_Aim_
Collect every line of the items below that contains the string "brown". Treat uppercase and lowercase letters as different.

== The data

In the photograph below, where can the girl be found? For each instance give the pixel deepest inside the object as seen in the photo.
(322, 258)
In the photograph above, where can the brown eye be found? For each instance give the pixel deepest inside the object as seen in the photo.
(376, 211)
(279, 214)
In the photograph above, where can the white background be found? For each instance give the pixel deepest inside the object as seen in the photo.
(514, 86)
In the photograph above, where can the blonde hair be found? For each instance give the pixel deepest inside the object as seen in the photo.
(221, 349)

====
== The data

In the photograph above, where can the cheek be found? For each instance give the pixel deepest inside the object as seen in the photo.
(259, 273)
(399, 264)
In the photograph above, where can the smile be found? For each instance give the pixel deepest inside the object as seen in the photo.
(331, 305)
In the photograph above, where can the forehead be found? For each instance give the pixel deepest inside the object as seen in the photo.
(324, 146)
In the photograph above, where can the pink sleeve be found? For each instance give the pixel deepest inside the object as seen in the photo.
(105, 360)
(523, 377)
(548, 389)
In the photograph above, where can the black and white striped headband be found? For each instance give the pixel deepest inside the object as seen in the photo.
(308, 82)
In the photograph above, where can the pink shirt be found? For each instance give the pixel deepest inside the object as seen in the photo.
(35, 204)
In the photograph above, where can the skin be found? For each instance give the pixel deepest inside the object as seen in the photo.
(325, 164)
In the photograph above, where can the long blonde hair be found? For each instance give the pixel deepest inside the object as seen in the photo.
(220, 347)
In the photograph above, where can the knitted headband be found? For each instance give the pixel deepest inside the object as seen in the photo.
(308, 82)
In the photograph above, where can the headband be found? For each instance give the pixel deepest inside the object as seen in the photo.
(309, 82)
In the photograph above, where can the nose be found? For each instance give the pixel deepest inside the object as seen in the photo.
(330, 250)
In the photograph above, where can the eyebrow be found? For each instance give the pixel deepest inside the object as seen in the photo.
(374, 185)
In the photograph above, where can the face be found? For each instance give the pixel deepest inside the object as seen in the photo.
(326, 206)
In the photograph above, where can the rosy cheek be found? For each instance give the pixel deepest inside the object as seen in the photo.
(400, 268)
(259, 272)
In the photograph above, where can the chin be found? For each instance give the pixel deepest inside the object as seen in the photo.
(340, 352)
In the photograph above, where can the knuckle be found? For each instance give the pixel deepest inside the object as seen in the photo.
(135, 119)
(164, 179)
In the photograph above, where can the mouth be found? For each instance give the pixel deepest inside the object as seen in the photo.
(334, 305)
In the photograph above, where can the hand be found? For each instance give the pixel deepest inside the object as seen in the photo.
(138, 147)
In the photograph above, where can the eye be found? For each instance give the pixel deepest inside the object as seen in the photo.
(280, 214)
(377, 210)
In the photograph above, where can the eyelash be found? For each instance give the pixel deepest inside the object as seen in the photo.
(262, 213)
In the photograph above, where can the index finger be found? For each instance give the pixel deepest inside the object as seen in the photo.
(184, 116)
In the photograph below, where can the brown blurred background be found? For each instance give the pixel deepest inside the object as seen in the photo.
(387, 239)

====
== The data

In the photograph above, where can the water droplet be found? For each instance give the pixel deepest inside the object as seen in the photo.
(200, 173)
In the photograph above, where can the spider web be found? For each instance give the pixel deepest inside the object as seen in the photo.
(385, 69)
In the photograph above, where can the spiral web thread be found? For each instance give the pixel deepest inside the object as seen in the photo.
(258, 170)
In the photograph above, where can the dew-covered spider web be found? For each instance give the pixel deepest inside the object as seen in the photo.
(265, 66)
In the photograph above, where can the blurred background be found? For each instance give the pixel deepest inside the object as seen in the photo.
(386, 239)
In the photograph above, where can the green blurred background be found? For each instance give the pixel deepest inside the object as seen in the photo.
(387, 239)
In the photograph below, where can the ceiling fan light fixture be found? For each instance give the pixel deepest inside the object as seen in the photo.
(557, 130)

====

_Answer to this problem_
In the photograph above, where can the brown eye be found? For each instance give the pixel deepest inside the object as seen in the photo.
In the photograph below, where can the brown blurred background be found? For each instance give the pixel deepest inside the object as seen in the photo.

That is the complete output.